[Collected data entries]
• • • •

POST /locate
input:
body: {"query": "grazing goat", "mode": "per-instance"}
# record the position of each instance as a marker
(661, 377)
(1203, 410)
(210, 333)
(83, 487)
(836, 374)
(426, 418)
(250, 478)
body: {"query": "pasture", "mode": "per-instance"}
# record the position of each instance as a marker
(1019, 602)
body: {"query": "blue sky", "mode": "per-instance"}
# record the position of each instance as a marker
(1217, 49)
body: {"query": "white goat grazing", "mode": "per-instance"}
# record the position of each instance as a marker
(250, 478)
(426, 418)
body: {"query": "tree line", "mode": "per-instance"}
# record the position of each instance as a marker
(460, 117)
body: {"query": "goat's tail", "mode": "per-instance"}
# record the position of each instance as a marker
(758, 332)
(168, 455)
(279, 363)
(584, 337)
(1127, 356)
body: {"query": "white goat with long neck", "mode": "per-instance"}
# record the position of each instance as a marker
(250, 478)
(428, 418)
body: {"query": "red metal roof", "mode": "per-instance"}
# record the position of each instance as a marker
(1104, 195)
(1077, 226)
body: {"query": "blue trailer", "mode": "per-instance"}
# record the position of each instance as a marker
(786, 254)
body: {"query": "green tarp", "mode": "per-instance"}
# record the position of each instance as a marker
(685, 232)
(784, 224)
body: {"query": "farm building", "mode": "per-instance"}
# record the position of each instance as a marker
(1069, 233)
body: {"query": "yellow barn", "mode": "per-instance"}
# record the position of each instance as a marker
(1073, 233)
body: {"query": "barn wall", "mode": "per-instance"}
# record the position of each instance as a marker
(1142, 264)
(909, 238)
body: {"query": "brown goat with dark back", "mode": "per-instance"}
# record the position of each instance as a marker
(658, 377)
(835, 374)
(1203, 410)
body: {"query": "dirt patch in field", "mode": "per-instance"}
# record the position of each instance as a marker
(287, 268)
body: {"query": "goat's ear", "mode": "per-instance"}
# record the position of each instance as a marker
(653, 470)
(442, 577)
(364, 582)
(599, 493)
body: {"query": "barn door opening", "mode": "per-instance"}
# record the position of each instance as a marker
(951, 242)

• • • •

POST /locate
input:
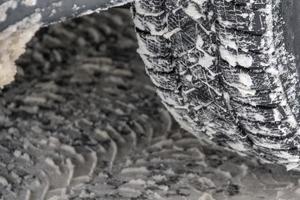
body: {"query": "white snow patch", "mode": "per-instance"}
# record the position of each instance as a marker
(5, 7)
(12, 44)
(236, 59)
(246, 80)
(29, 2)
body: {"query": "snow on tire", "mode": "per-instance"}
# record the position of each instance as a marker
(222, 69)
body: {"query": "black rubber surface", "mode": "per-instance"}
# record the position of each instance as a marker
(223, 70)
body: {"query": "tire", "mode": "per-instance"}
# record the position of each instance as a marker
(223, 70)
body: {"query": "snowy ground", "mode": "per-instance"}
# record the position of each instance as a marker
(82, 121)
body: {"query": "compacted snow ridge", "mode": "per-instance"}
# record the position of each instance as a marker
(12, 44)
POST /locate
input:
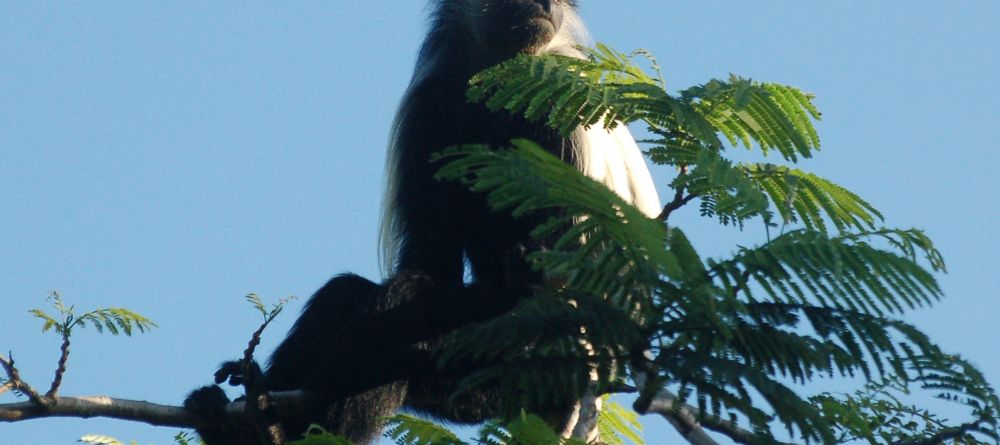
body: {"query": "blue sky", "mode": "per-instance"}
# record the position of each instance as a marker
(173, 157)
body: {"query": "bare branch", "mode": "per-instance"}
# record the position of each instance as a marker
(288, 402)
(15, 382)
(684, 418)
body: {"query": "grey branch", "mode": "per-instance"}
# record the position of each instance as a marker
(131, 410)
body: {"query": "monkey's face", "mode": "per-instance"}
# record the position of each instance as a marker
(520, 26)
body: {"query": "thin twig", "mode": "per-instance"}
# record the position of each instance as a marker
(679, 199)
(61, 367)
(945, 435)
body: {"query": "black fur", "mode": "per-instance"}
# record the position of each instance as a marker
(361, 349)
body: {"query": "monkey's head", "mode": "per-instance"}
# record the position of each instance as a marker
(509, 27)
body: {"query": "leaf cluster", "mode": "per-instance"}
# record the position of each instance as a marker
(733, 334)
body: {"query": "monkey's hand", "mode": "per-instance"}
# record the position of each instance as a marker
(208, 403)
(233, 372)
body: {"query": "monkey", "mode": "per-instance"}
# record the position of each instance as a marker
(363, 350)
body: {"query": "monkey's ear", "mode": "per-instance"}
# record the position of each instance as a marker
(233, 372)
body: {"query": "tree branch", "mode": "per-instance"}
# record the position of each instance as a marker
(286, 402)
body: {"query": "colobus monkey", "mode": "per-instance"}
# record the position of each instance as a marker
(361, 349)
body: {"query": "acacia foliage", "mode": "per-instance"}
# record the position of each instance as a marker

• • • •

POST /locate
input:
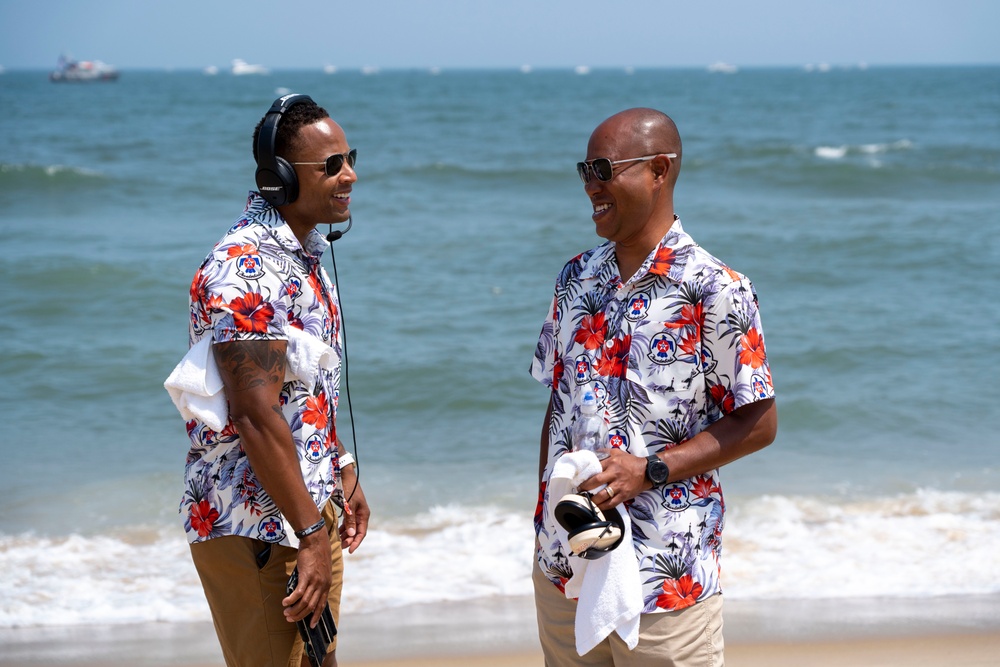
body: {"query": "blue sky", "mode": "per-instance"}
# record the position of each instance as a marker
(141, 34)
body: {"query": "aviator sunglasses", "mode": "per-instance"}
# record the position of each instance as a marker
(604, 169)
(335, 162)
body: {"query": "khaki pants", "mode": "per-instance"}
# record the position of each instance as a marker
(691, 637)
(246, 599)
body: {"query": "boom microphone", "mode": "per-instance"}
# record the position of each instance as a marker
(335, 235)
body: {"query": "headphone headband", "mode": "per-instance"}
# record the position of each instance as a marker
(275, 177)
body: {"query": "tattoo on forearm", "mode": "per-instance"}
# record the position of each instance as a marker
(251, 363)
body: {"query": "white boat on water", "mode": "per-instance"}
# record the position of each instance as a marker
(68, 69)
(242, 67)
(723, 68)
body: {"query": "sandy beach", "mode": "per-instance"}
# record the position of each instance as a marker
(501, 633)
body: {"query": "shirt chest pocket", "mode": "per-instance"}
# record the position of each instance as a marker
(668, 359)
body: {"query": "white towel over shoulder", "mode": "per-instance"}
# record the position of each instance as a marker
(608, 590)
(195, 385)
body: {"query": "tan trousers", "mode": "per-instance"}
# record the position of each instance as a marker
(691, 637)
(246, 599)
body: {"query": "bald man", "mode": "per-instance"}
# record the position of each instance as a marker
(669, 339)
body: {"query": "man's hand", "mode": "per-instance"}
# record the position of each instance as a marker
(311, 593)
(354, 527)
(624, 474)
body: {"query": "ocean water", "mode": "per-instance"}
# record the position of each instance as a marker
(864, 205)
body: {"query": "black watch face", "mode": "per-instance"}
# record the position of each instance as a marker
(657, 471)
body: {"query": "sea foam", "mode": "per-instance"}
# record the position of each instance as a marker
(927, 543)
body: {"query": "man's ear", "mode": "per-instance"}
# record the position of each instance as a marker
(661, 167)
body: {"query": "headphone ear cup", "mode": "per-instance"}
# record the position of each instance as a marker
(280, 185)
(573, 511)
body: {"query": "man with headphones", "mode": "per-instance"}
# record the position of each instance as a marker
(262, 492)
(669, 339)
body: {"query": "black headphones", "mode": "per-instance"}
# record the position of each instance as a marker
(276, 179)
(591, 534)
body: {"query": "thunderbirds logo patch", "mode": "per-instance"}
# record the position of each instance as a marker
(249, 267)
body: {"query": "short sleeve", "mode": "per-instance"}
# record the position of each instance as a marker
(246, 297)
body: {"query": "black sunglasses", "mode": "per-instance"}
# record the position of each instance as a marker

• • • •

• _Brief_: Which lines above contain the word "black"? Return each of them in full.

• _Answer to this problem_:
body: {"query": "black rubber surface", "mode": "per-instance"}
body: {"query": "black fur", "mode": "per-instance"}
body: {"query": "black watch face", "mode": "per-instance"}
body: {"query": "black headphones", "mode": "per-instance"}
body: {"query": "black sunglasses", "mode": "per-instance"}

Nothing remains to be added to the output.